**TASK GOAL**:
Recast every line of all the items below as a numbered list, omitting blank lines and leaving the pictures out.

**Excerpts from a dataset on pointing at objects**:
## START

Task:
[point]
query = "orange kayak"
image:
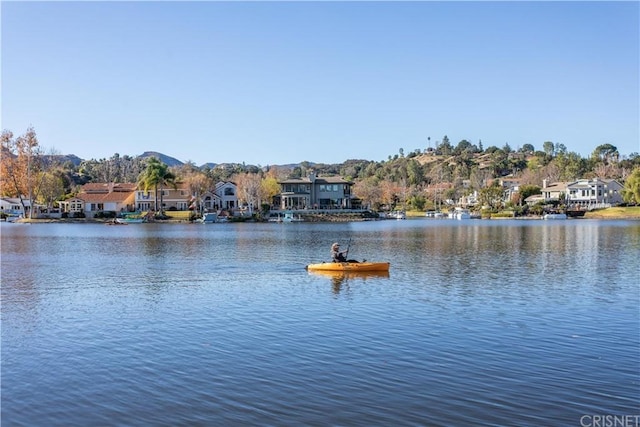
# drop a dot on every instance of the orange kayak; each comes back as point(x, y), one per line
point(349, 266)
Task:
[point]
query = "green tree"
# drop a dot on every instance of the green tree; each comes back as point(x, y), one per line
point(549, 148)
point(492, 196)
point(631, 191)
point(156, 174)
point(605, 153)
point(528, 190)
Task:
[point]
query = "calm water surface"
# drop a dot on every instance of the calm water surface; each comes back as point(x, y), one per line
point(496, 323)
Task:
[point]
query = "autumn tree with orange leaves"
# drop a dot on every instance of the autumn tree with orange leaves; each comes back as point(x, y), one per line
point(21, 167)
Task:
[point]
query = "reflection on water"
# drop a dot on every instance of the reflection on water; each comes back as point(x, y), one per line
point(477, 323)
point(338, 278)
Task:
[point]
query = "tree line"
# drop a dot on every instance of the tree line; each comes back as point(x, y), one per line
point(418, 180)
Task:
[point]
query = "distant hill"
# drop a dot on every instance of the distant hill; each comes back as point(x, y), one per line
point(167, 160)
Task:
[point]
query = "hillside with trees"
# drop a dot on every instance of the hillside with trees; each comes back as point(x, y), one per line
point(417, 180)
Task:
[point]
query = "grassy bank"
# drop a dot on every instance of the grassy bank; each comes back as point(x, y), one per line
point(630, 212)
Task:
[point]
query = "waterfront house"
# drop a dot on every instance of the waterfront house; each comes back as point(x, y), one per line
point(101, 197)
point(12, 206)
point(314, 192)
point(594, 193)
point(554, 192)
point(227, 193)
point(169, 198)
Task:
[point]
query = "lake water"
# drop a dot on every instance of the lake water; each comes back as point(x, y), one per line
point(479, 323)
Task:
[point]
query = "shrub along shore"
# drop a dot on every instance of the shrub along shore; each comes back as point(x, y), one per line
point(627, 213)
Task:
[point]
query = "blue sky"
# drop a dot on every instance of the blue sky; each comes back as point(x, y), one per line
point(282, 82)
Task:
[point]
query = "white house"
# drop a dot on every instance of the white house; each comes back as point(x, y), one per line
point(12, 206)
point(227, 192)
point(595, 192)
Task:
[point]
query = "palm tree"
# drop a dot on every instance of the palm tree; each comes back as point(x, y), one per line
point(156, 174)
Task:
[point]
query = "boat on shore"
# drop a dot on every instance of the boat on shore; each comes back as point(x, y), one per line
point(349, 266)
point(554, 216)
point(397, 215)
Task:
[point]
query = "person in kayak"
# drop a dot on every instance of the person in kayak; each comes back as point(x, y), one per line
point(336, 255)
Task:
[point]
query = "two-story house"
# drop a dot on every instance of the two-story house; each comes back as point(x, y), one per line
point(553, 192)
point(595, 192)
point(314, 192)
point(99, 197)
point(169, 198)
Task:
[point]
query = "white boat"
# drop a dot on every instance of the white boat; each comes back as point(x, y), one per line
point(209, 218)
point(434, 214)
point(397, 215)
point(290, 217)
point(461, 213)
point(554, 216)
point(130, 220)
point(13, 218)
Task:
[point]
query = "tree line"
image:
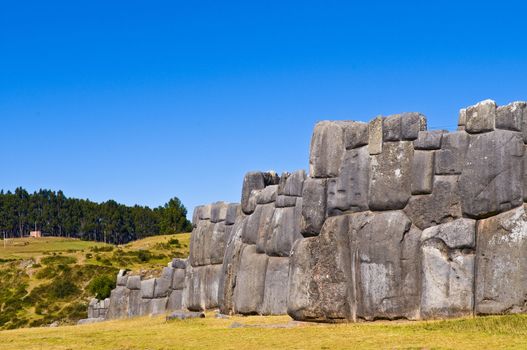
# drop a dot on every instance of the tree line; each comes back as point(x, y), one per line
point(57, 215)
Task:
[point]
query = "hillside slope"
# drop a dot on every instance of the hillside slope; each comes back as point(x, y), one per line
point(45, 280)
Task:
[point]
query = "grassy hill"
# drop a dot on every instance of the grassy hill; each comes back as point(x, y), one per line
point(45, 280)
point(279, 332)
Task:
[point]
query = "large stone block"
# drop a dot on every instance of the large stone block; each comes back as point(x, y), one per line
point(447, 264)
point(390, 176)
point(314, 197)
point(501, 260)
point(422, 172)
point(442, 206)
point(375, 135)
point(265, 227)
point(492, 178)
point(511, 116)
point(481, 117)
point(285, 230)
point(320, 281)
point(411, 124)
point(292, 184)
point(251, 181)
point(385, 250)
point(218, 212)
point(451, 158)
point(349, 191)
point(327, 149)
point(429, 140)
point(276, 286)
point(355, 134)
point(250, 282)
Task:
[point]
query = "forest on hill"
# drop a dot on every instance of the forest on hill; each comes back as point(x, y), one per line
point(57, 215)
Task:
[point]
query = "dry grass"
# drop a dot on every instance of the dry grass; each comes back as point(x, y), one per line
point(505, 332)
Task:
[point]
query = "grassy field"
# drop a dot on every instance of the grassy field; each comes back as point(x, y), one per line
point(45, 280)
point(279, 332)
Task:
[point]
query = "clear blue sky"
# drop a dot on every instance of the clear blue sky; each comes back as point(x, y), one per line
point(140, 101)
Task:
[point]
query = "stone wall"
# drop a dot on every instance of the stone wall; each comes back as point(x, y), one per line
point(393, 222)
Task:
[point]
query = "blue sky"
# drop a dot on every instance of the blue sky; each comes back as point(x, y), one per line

## END

**OUTPUT FOR THIS TASK**:
1. Task:
2. [point]
3. query = "orange kayak"
4. image:
5. # drop a dot on every instance of the orange kayak; each comes back as point(x, y), one per line
6. point(349, 266)
7. Task:
8. [point]
9. query = "green tree"
10. # drop a dot on every instance of the green tree; each comes back as point(x, y), one per line
11. point(549, 148)
12. point(492, 196)
13. point(631, 191)
14. point(156, 174)
15. point(605, 153)
16. point(528, 190)
17. Task:
18. [point]
19. query = "calm water surface"
20. # drop a dot on every instance of the calm water surface; each comes back as point(x, y), one per line
21. point(496, 323)
22. Task:
23. [point]
24. query = "autumn tree with orange leaves"
25. # drop a dot on every instance of the autumn tree with orange leaves; each comes back as point(x, y), one per line
26. point(21, 167)
27. Task:
28. [point]
29. query = "reflection on water"
30. # drop a dot on every instance of the reflection on water; each comes back as point(x, y), one per line
31. point(477, 323)
32. point(338, 278)
33. Task:
34. [point]
35. query = "tree line"
36. # drop a dot on every instance of the tree line; each comes back as point(x, y), one per line
37. point(418, 180)
38. Task:
39. [point]
40. query = "distant hill"
41. # drop a dot on every instance of the distant hill; each comes back as point(x, y), one per line
42. point(167, 160)
43. Task:
44. [point]
45. query = "hillside with trees"
46. # drop a dot on every instance of the hillside with trees; each comes back as point(x, y), one per line
47. point(417, 180)
48. Task:
49. [point]
50. query = "grassy bank"
51. # drop a dot on every instance of the grassy bank; each comes back as point(x, y), one per line
52. point(630, 212)
53. Task:
54. [point]
55. query = "waterfront house"
56. # drop a dot on every instance of the waterfront house; each comes back as point(x, y), one per line
57. point(101, 197)
58. point(12, 206)
59. point(314, 192)
60. point(594, 193)
61. point(554, 192)
62. point(227, 193)
63. point(169, 198)
64. Task:
65. [point]
66. query = "lake water"
67. # drop a dot on every instance of the lake water; each comes back as point(x, y), one per line
68. point(479, 323)
69. Task:
70. [point]
71. query = "shrub along shore"
72. # drop a dot on every instance of the shrub along shore; each comes back as point(x, y), one per line
73. point(627, 213)
74. Task:
75. [point]
76. query = "blue sky"
77. # drop a dot on every instance of the blue sky; each comes back as point(x, y), one per line
78. point(282, 82)
79. Task:
80. [point]
81. query = "white house"
82. # drop a dot on every instance of the white house; each comes back as point(x, y), one per line
83. point(12, 206)
84. point(227, 192)
85. point(595, 192)
86. Task:
87. [point]
88. query = "palm tree"
89. # drop a dot on every instance of the palm tree; each comes back as point(x, y), one per line
90. point(156, 174)
91. Task:
92. [point]
93. query = "boat on shore"
94. # drop a dot on every instance of the boat on shore; each comes back as point(x, y), one per line
95. point(349, 266)
96. point(554, 216)
97. point(397, 215)
98. Task:
99. [point]
100. query = "person in kayak"
101. # drop a dot on every instance of the person in kayak; each comes back as point(x, y), one per line
102. point(336, 255)
103. Task:
104. [point]
105. query = "two-story house"
106. # drop a dot on every instance of the two-story house; each comes back as point(x, y), one per line
107. point(553, 192)
108. point(595, 192)
109. point(314, 192)
110. point(99, 197)
111. point(169, 198)
112. Task:
113. [point]
114. query = "white boat"
115. # drop a dot on every instance of the white boat; each comes back as point(x, y), one per line
116. point(209, 218)
117. point(434, 214)
118. point(397, 215)
119. point(290, 217)
120. point(461, 213)
121. point(554, 216)
122. point(130, 220)
123. point(13, 218)
124. Task:
125. [point]
126. query = "tree line"
127. image:
128. # drop a dot on every instance of the tree line; each comes back as point(x, y), one per line
129. point(57, 215)
130. Task:
131. [point]
132. query = "hillside slope"
133. # drop a dot on every instance of the hillside slope; each comes back as point(x, y), one per line
134. point(45, 280)
135. Task:
136. [point]
137. query = "grassy hill"
138. # drop a dot on every instance of the grassy hill; each comes back as point(x, y), one per line
139. point(45, 280)
140. point(279, 332)
141. Task:
142. [point]
143. query = "large stone block"
144. # drop a dot on every instance of the large stone block; each comes back as point(x, y), one per line
145. point(447, 264)
146. point(390, 176)
147. point(314, 197)
148. point(501, 260)
149. point(422, 172)
150. point(442, 206)
151. point(375, 135)
152. point(265, 227)
153. point(492, 178)
154. point(511, 116)
155. point(481, 117)
156. point(285, 230)
157. point(320, 281)
158. point(411, 124)
159. point(292, 184)
160. point(251, 181)
161. point(385, 250)
162. point(218, 212)
163. point(451, 158)
164. point(349, 191)
165. point(327, 149)
166. point(429, 140)
167. point(276, 286)
168. point(355, 134)
169. point(250, 282)
170. Task:
171. [point]
172. query = "forest on hill"
173. # drop a dot on every instance of the forest on hill; each comes back as point(x, y), one per line
174. point(57, 215)
175. Task:
176. [point]
177. query = "dry grass"
178. # drop a dot on every instance of the dry grass; each comes back as point(x, y), one per line
179. point(505, 332)
180. Task:
181. [point]
182. query = "grassy field"
183. # drop a dot on every instance of the grassy field; each comes back as point(x, y), one per line
184. point(45, 280)
185. point(279, 332)
186. Task:
187. [point]
188. query = "clear blue sky"
189. # drop a dot on every instance of the clear blue sky; each comes back as point(x, y), one per line
190. point(140, 101)
191. Task:
192. [point]
193. query = "stone wall"
194. # drop a dot on every instance of the stone wall; each comes back as point(x, y), one per line
195. point(393, 222)
196. Task:
197. [point]
198. query = "blue sky"
199. # drop a dot on every instance of the blue sky; each comes back as point(x, y), one per line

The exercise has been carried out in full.